• TO DO: Copy every line of the listing below word for word, leaving out the pictures.

• STORED ROWS:
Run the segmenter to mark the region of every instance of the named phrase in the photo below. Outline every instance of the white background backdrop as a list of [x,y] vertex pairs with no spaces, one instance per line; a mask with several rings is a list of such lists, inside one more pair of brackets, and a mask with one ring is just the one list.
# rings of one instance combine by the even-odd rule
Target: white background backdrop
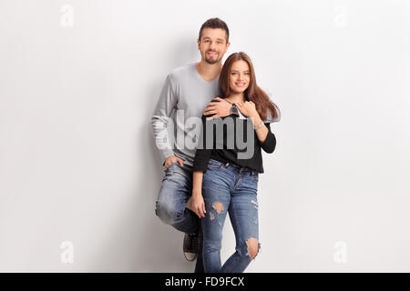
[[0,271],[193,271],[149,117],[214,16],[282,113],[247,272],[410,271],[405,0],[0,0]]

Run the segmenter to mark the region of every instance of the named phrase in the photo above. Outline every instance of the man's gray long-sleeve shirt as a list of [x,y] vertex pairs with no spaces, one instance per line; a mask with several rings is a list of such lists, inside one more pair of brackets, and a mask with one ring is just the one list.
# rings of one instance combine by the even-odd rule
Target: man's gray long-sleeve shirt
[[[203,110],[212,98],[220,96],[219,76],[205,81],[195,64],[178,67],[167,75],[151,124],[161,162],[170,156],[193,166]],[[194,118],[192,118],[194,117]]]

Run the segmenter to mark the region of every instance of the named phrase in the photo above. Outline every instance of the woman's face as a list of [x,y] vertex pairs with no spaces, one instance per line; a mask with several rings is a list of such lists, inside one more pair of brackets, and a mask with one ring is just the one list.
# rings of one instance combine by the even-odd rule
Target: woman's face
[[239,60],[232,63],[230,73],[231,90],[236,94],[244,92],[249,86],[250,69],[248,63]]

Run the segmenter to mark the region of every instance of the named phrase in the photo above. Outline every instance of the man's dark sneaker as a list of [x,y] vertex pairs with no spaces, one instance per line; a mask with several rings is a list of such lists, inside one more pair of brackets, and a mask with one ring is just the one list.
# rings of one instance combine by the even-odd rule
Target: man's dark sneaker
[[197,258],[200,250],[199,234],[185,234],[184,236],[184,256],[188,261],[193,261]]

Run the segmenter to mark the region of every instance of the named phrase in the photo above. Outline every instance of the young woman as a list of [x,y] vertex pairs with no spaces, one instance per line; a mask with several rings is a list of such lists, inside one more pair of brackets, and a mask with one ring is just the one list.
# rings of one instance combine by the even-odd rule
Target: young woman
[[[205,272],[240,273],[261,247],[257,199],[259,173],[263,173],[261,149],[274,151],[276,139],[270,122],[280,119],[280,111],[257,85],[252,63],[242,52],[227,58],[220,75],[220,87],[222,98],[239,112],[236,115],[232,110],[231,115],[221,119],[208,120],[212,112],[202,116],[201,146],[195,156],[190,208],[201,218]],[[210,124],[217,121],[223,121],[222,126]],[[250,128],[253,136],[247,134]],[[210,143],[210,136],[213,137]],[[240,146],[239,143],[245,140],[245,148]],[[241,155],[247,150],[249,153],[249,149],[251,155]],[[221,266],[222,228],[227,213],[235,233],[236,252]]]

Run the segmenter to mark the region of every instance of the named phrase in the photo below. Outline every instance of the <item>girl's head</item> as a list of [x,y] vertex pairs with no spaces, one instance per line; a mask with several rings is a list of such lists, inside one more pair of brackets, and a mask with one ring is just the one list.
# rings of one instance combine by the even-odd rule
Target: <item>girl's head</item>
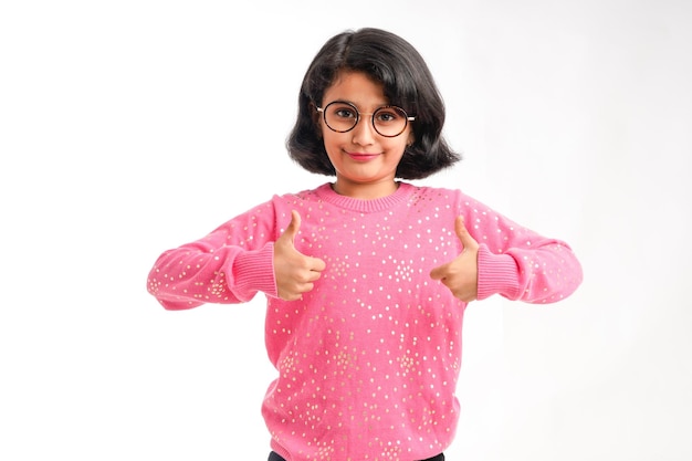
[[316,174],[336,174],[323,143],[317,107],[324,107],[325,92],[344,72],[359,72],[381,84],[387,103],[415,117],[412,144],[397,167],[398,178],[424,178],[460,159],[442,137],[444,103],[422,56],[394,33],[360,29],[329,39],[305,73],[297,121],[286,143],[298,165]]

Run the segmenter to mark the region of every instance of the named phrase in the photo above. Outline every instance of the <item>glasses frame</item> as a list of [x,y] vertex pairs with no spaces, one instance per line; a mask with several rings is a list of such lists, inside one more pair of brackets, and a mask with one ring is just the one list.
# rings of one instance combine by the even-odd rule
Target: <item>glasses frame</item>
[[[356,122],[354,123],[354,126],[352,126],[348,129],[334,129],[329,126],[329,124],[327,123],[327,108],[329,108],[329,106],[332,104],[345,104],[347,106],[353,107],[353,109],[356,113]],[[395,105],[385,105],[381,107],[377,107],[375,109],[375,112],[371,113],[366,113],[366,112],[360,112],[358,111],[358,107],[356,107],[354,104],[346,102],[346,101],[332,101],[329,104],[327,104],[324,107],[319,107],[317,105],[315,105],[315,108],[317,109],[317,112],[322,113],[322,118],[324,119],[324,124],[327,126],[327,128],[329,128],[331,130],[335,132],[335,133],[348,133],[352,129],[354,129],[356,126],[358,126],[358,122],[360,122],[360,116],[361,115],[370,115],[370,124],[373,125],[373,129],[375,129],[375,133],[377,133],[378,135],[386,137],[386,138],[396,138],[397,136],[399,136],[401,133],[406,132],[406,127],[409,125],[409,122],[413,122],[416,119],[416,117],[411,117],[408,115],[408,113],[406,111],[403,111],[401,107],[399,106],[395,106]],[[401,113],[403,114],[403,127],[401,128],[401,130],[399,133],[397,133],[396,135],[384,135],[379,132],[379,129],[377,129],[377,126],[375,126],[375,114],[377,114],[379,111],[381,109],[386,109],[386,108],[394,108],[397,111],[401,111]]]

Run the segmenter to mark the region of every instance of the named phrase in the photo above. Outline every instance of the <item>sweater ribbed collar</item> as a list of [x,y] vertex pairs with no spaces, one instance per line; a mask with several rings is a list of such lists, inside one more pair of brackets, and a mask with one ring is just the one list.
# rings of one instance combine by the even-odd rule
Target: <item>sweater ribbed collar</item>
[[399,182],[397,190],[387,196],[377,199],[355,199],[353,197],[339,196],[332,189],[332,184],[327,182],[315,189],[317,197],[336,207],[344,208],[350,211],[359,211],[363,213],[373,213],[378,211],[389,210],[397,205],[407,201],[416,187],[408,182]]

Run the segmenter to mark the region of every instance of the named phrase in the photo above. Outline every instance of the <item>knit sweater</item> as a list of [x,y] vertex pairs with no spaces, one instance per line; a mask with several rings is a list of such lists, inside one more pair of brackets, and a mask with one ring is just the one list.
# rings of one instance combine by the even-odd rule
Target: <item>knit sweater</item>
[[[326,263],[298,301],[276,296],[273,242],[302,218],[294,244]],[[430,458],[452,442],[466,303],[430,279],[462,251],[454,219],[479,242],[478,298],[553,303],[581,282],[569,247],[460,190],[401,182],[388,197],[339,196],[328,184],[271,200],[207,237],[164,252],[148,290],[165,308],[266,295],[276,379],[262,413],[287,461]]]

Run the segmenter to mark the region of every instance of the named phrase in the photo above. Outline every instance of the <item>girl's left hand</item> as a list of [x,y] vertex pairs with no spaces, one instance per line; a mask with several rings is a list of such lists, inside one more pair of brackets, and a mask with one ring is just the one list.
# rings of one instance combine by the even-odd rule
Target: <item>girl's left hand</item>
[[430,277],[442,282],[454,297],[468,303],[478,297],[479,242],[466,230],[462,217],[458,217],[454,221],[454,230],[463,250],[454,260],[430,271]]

• EXERCISE SOLUTION:
Run the segmenter to mark the region of every instance of the named phrase in the photo below. Outline every instance of the white background backdrop as a list of [x,y] vertex pairs with no spaces, one instance per line; a mask with several rings is a list of such lists, inside one more pair of brackets, and a mask with one ring is just the one list.
# rings of one instance combine by the even-odd rule
Target: white background backdrop
[[0,271],[193,271],[149,117],[214,16],[282,113],[247,272],[410,271],[405,0],[0,0]]

Run the segmenter to mark the region of every instance of the named phrase in the photo above. Outline every instance of the man's gray long-sleeve shirt as a list of [x,y] vertex pairs with no spaces, one instance per line; a mask with several rings is a list of such lists, inside one more pair of brackets, and a mask with one ring is just the one list.
# rings of one instance combine by the even-odd rule
Target: man's gray long-sleeve shirt
[[[203,110],[212,98],[220,96],[219,76],[205,81],[195,64],[178,67],[167,75],[151,124],[161,162],[170,156],[193,166]],[[194,118],[192,118],[194,117]]]

Run the segmenter to mark the region of every instance of the named phrase in the photo above. Outline every instance of the woman's face as a list of [x,y] vertex pairs with no spaces, one instance per line; a mask with several rings is a list of such lists, inside one more pair of brackets, and a mask with one ring is just the one list.
# rings of one instance combine by the even-odd rule
Target: woman's face
[[239,60],[232,63],[230,73],[231,90],[236,94],[244,92],[249,86],[250,69],[248,63]]

Run the segmenter to mark the region of every instance of the named phrase in the photo above. Outline every instance of the man's dark sneaker as a list of [x,y] vertex pairs with no spaces, one instance per line; a mask with several rings is a list of such lists, inside one more pair of brackets, and a mask with one ring is just the one list.
# rings of one instance combine by the even-odd rule
Target: man's dark sneaker
[[197,258],[200,250],[199,234],[185,234],[184,236],[184,256],[188,261],[193,261]]

Run the segmenter to mark the region of every instance of the named phrase in the photo above. Outline every instance of the young woman as a list of [x,y] vertex pairs with no spaces, one instance per line; a mask with several rings is a list of such lists, inside one more pair of brackets, and a mask with one ring is just the one list.
# rings of one instance combine by the even-odd rule
Target: young woman
[[[205,272],[240,273],[261,247],[257,199],[259,173],[263,173],[261,149],[274,151],[276,139],[270,122],[280,119],[280,111],[257,85],[252,63],[242,52],[227,58],[220,75],[220,87],[222,98],[239,112],[236,115],[232,110],[231,115],[221,119],[208,120],[212,112],[202,116],[201,146],[195,156],[190,208],[201,218]],[[210,124],[217,121],[223,121],[222,126]],[[250,128],[253,136],[247,134]],[[210,143],[210,136],[213,137]],[[240,146],[239,143],[245,140],[245,148]],[[241,155],[247,150],[249,153],[249,149],[251,155]],[[221,266],[222,228],[227,213],[235,233],[236,252]]]

Run the segmenter to mark the region of every instance of the named phrase in the photo below. Outline every instance of the <item>girl's head</item> as a list of [x,y] vertex pairs with no spaces, one instance per line; a mask with several rings is a list of such lists, inside one more pair of brackets, and a mask with one ring is just the one list.
# rings of one instance combine by the even-odd rule
Target: <item>girl's head</item>
[[316,174],[336,174],[323,143],[317,107],[324,107],[325,92],[344,72],[359,72],[381,84],[387,103],[415,117],[412,144],[397,167],[398,178],[424,178],[460,159],[442,137],[444,103],[422,56],[394,33],[360,29],[329,39],[305,73],[297,121],[286,143],[298,165]]

Run the segmenter to mark the region of every instance of the named phrase in the photo above. Outline every instance of the <item>glasses frame</item> as a list of [x,y] vertex pairs with no spaces, one instance per line; a mask with several rings is a list of such lists, inside one more pair of brackets, and a mask with one ring is just the one list.
# rings of one instance combine by the even-odd rule
Target: <item>glasses frame</item>
[[[356,122],[354,123],[354,126],[352,126],[348,129],[334,129],[329,126],[329,124],[327,123],[327,108],[329,108],[329,106],[332,104],[345,104],[347,106],[353,107],[353,109],[356,113]],[[395,105],[385,105],[381,107],[377,107],[375,109],[375,112],[371,113],[366,113],[366,112],[360,112],[358,111],[358,107],[356,107],[354,104],[346,102],[346,101],[332,101],[329,104],[327,104],[324,107],[319,107],[317,105],[315,105],[315,108],[317,109],[317,112],[322,113],[322,118],[324,119],[324,124],[327,126],[327,128],[329,128],[331,130],[335,132],[335,133],[348,133],[352,129],[354,129],[356,126],[358,126],[358,122],[360,122],[360,116],[361,115],[370,115],[370,124],[373,125],[373,129],[375,129],[375,133],[377,133],[378,135],[386,137],[386,138],[396,138],[397,136],[399,136],[401,133],[406,132],[406,127],[409,125],[409,122],[413,122],[416,119],[416,117],[411,117],[408,115],[408,113],[406,111],[403,111],[401,107],[399,106],[395,106]],[[401,113],[403,114],[403,127],[401,128],[401,130],[399,133],[397,133],[396,135],[384,135],[379,132],[379,129],[377,129],[377,126],[375,126],[375,114],[377,114],[379,111],[381,109],[386,109],[386,108],[394,108],[397,111],[401,111]]]

Run the segmenter to mark the region of every instance of the named phrase in the photo above. Outline every instance of the <item>sweater ribbed collar</item> as a list of [x,y] vertex pairs with no spaces, one instance per line; a mask with several rings is a list of such lists, inside one more pair of brackets, and a mask with one ring is just the one list.
# rings of one instance combine by the even-odd rule
Target: <item>sweater ribbed collar</item>
[[399,182],[397,190],[387,196],[377,199],[355,199],[353,197],[339,196],[332,189],[332,184],[327,182],[315,189],[317,197],[336,207],[344,208],[350,211],[359,211],[363,213],[373,213],[378,211],[389,210],[397,205],[407,201],[416,187],[408,182]]

Run the segmenter to mark the region of every instance of the named phrase in the photo above. Outline every instance of the <item>knit sweater</item> as a list of [x,y] vertex pairs with no spaces, one instance per line; a mask with several rings is a list of such lists, inside one more pair of brackets, and a mask with one ring is just the one list.
# rings of one instance combine by the even-odd rule
Target: <item>knit sweater</item>
[[[326,263],[298,301],[276,296],[273,242],[302,218],[294,244]],[[430,458],[452,442],[466,303],[430,279],[462,251],[454,219],[479,242],[478,298],[553,303],[581,282],[569,247],[460,190],[401,182],[388,197],[339,196],[328,184],[271,200],[207,237],[164,252],[148,290],[165,308],[266,295],[276,379],[262,413],[287,461]]]

Run the segmenter to mark the region of every instance of the named phrase in the photo above. Outline every instance of the <item>girl's left hand</item> as a list of [x,y] vertex pairs with no spaces, one instance per line; a mask with several rings is a list of such lists, inside one more pair of brackets, and a mask with one ring is just the one list.
# rings of one instance combine by the even-odd rule
Target: <item>girl's left hand</item>
[[430,277],[442,282],[454,297],[468,303],[478,297],[479,242],[466,230],[462,217],[458,217],[454,221],[454,230],[463,250],[454,260],[430,271]]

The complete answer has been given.